[Your goal]: Render the rows as a two-column CSV with the headers text and answer, beginning at the line that has "Test Section B" and stopping after the line that has "[0,88,162,214]". Give one CSV line per row, put each field in quotes with its line breaks turned into spaces, and leave the pictures out.

[Data listing]
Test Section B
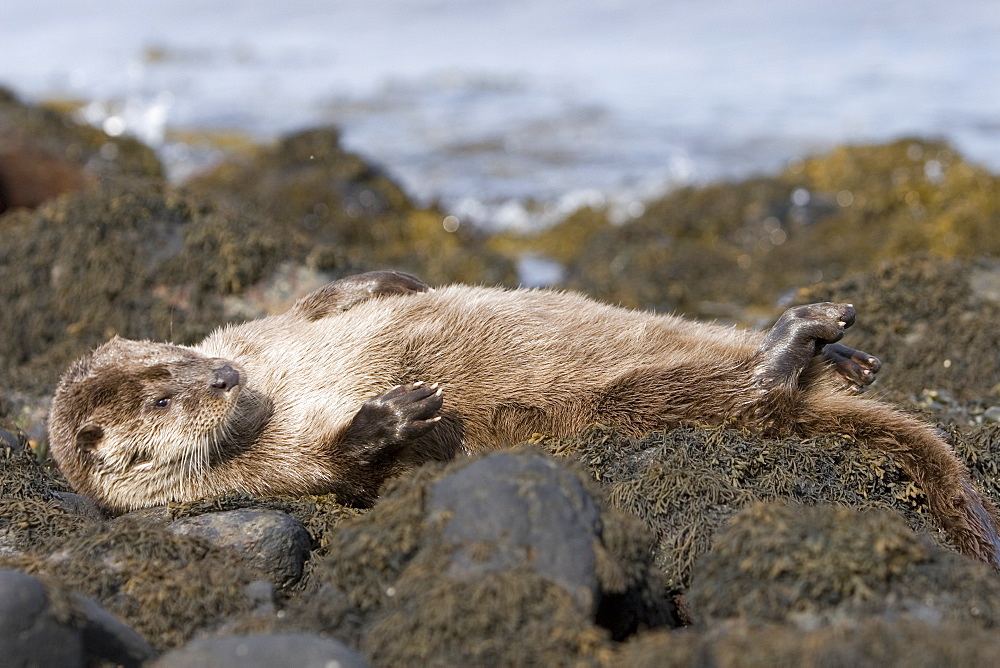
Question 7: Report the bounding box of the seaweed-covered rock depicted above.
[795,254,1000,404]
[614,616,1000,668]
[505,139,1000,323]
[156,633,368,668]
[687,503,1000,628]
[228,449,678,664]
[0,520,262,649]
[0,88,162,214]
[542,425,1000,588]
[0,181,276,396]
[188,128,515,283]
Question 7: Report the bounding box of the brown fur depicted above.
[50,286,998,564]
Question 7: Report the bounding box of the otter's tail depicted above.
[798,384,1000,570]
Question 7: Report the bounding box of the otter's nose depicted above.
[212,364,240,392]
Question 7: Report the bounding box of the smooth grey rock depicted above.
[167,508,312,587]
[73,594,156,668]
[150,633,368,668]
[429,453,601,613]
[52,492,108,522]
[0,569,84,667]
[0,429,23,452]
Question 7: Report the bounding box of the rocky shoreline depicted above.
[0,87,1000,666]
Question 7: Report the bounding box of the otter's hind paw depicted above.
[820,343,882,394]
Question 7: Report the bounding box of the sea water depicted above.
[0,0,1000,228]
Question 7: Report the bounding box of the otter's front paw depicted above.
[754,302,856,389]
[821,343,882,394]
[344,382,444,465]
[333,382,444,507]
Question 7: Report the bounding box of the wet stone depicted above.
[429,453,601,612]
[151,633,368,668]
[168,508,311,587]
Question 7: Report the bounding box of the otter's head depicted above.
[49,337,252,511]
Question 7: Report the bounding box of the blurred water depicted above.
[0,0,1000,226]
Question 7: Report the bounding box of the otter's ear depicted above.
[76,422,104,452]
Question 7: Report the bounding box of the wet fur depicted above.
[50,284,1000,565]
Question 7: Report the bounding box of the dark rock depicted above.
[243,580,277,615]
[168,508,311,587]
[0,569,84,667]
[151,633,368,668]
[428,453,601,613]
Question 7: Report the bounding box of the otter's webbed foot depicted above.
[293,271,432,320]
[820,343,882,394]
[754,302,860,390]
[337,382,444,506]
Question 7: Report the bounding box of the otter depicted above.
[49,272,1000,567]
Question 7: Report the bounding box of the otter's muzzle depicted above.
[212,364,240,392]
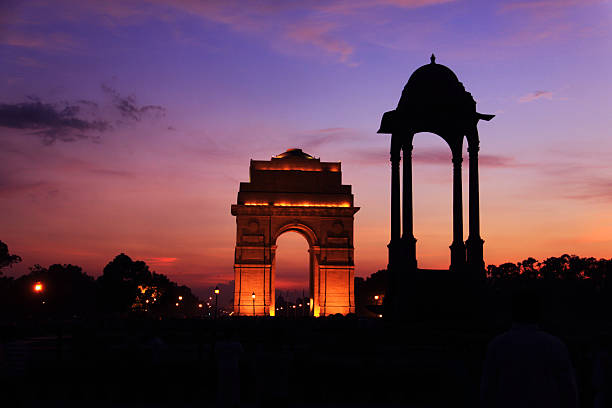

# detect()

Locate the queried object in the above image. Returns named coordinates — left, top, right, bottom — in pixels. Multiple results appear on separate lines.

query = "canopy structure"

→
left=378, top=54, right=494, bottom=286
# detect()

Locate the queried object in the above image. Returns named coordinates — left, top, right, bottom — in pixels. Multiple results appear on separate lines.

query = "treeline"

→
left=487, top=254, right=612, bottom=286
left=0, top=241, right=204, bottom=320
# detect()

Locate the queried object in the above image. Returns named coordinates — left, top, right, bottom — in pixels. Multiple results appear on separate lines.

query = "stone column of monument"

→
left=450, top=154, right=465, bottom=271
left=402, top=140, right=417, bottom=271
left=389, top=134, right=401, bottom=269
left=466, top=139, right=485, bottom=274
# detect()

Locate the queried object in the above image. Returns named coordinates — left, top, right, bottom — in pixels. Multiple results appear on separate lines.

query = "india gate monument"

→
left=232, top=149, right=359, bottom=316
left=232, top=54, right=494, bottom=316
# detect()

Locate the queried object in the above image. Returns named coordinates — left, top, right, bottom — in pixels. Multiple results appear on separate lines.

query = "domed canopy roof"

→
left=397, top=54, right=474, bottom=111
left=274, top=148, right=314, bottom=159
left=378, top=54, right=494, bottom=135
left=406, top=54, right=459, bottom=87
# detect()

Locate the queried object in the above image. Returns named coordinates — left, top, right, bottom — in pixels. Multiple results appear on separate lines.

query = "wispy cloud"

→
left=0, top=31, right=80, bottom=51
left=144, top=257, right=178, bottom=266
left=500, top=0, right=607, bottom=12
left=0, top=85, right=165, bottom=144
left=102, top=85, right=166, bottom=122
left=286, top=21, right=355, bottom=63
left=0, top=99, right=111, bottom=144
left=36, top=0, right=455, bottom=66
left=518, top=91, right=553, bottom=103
* * *
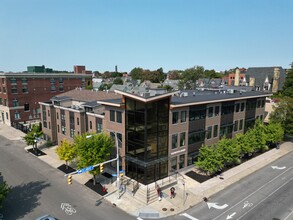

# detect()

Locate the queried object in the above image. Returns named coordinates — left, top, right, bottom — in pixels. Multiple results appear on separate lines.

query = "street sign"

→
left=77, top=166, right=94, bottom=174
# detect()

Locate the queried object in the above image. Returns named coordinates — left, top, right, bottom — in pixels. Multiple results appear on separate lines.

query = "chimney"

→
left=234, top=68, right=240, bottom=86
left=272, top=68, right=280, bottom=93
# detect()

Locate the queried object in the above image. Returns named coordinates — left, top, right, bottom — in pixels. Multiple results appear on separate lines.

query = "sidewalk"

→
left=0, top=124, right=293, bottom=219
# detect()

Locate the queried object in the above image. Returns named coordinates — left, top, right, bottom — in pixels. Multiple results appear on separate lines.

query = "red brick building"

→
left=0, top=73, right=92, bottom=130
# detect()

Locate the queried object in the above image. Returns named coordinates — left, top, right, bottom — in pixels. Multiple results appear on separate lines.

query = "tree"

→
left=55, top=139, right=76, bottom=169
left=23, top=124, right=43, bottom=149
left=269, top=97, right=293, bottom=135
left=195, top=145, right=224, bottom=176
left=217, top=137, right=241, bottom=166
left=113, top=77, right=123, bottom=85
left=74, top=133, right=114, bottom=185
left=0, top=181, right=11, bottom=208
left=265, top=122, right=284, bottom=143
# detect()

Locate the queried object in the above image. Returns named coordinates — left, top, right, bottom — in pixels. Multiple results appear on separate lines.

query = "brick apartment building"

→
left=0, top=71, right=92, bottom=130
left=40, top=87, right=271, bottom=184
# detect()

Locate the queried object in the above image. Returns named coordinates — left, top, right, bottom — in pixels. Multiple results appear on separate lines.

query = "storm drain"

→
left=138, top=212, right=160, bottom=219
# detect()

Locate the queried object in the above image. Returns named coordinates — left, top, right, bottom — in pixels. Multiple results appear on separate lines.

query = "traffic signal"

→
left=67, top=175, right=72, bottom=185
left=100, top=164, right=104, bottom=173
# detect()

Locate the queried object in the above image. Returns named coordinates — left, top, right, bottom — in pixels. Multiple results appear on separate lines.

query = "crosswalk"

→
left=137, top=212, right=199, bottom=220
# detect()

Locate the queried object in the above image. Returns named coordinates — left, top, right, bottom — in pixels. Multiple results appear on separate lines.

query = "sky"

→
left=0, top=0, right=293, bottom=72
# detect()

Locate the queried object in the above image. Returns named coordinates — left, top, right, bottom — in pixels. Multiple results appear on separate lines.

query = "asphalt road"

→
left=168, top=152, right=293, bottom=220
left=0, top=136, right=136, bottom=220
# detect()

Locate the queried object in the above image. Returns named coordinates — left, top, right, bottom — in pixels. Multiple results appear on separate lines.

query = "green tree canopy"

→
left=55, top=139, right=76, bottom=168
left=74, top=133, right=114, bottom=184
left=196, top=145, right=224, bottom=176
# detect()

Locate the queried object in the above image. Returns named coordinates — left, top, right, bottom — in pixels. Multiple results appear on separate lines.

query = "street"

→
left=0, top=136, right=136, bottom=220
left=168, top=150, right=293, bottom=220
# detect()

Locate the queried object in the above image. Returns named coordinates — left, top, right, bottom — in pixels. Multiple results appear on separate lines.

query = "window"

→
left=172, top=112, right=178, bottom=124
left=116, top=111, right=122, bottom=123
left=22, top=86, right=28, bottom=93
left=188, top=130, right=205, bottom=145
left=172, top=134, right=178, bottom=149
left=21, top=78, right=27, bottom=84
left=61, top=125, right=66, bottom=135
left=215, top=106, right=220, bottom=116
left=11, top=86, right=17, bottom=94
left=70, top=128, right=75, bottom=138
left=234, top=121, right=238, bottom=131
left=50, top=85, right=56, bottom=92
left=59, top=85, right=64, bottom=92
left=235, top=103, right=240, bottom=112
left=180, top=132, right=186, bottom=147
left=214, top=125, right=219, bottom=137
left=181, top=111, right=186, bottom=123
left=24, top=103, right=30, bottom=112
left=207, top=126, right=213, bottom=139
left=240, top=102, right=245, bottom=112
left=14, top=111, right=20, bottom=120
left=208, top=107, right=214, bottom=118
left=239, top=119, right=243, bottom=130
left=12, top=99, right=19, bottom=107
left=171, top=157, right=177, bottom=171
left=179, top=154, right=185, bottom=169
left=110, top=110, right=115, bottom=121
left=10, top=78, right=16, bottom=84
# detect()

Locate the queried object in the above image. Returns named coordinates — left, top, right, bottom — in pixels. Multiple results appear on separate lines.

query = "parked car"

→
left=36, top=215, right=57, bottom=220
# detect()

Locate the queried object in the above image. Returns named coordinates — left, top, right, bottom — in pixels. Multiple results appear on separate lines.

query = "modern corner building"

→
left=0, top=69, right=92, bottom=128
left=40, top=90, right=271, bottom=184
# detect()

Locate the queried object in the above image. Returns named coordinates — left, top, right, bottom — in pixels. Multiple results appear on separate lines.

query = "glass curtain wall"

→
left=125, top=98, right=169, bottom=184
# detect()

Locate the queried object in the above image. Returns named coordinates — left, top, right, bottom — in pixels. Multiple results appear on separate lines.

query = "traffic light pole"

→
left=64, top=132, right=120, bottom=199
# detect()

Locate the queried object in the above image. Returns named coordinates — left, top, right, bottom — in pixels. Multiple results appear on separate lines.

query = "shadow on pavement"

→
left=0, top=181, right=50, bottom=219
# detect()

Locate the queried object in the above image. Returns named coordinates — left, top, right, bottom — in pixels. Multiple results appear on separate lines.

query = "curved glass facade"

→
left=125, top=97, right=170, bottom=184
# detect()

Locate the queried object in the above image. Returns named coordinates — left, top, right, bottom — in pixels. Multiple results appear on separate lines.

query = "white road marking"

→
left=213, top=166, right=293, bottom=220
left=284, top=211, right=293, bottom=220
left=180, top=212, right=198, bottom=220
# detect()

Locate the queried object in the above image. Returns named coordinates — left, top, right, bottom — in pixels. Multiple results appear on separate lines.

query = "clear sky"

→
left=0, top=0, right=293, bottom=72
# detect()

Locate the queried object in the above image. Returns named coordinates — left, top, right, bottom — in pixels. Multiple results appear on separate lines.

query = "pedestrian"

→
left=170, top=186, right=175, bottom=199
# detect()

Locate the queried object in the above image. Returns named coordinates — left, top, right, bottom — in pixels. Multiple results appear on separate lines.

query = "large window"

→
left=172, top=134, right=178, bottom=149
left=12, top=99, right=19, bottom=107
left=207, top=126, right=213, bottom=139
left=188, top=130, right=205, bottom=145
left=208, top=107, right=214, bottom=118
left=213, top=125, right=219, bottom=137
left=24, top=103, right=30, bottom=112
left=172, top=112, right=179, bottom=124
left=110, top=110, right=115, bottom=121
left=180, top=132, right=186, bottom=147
--
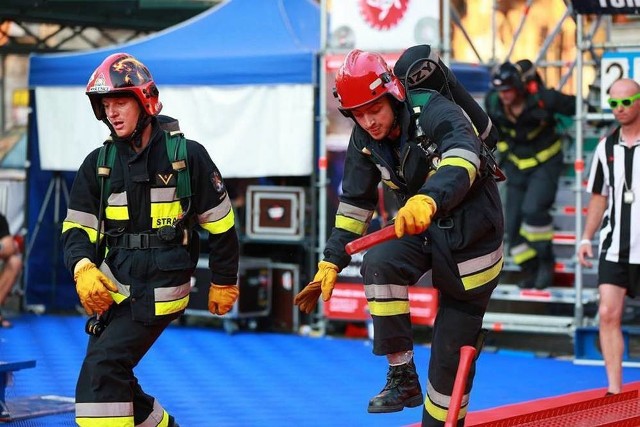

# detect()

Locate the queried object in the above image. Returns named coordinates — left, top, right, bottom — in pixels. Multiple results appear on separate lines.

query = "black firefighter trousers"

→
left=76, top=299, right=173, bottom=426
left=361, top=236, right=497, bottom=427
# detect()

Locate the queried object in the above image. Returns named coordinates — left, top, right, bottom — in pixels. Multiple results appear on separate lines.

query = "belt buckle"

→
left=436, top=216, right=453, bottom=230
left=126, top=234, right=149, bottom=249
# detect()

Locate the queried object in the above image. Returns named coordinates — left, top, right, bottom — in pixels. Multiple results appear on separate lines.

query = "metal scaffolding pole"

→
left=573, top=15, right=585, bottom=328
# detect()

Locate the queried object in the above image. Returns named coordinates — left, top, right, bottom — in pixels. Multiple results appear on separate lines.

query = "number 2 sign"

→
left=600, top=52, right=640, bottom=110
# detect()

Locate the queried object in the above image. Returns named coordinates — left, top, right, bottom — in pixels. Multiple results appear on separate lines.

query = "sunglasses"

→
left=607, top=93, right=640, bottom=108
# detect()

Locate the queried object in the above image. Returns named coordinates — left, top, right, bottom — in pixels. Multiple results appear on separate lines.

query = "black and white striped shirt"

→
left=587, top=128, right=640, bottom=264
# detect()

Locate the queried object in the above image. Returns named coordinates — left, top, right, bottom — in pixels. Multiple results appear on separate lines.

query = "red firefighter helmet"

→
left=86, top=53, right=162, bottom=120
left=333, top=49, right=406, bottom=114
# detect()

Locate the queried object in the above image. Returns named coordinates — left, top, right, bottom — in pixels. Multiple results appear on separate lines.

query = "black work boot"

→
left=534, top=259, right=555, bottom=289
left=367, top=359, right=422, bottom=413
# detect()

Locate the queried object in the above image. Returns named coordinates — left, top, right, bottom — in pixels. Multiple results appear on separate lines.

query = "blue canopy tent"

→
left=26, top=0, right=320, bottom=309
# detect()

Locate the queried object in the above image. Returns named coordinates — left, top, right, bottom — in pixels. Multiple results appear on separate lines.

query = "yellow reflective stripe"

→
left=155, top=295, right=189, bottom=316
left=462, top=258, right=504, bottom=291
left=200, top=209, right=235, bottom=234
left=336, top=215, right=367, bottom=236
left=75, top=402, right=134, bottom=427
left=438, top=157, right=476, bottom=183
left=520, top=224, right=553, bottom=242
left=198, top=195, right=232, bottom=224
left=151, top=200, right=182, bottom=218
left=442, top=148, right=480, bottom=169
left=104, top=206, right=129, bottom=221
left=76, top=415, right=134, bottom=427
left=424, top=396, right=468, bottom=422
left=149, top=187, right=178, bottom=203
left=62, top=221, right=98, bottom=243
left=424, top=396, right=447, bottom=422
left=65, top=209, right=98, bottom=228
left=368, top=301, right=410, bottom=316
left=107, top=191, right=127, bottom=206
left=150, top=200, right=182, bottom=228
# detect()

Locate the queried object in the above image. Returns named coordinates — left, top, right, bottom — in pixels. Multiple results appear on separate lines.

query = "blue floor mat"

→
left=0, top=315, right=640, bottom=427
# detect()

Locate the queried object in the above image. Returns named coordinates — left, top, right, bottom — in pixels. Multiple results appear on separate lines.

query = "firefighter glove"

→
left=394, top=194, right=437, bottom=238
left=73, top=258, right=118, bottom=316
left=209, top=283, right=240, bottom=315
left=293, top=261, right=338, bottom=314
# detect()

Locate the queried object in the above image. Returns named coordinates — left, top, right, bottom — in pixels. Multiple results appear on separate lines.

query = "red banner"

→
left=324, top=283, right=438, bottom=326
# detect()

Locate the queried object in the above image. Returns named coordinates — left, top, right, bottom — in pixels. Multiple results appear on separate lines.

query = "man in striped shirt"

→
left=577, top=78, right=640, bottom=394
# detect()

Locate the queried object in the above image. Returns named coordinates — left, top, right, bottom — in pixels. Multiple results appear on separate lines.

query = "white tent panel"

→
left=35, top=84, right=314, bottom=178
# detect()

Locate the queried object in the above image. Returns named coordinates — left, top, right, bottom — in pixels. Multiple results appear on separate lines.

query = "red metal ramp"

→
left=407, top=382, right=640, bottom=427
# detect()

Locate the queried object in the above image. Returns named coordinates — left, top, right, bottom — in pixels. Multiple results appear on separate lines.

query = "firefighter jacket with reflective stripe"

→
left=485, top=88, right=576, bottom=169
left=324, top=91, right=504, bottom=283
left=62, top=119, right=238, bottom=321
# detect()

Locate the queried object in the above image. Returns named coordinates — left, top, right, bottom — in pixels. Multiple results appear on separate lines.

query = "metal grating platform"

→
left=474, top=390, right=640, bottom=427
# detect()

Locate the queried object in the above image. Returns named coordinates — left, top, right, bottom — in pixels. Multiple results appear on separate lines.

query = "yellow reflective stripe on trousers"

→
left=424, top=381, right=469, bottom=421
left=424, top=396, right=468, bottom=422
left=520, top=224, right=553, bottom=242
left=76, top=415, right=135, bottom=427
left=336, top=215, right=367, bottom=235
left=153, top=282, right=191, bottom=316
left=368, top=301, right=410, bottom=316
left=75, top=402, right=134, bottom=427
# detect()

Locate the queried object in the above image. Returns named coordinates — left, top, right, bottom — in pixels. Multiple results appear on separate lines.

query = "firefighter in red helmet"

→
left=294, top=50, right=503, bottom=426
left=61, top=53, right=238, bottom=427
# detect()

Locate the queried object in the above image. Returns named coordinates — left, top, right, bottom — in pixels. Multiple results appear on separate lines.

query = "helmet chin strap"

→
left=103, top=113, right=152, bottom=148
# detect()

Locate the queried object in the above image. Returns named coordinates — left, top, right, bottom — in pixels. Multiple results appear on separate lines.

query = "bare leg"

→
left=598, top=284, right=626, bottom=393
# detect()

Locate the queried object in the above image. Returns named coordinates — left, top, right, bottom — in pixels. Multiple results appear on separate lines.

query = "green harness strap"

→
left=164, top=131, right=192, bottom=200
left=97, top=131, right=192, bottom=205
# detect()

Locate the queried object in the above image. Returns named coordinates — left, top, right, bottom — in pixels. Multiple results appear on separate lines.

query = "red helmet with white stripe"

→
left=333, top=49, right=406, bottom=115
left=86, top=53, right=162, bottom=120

[Response for this exercise]:
text,answer
"Test Section B Question 7: Report the bounding box of the seaweed-covered rock depicted above.","[795,254,1000,404] [614,616,1000,668] [505,139,1000,323] [156,633,368,668] [687,503,1000,628] [228,449,678,664] [0,520,262,649] [0,88,162,214]"